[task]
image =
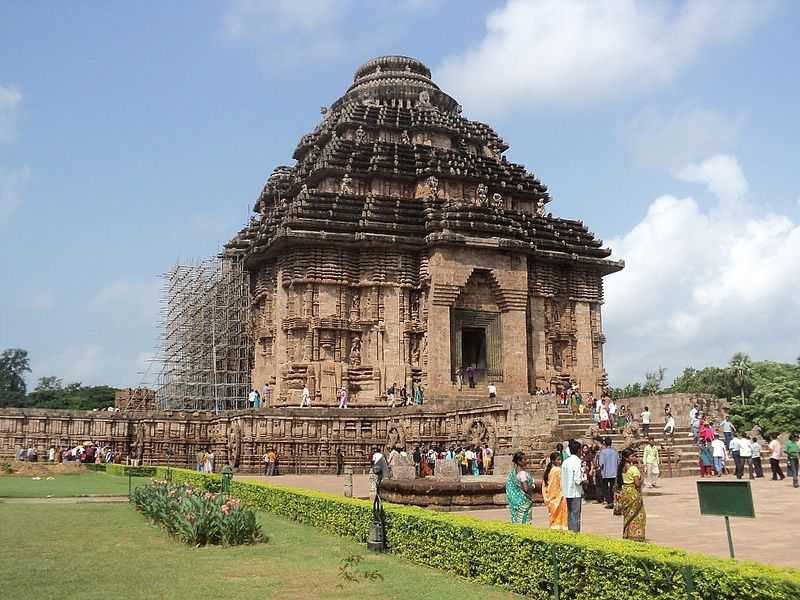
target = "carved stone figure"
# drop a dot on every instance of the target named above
(355, 351)
(424, 98)
(433, 187)
(346, 186)
(482, 194)
(234, 444)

☆ ☆ ☆ ☆

- [AIM OF THE EXERCISE]: Return each record above as it stands. Pictures stay out.

- [SOLUTION FOR THIS TASK]:
[task]
image =
target = "carved stone figure"
# drop a dot on every instance of the target named above
(355, 351)
(424, 98)
(433, 187)
(346, 186)
(482, 194)
(234, 444)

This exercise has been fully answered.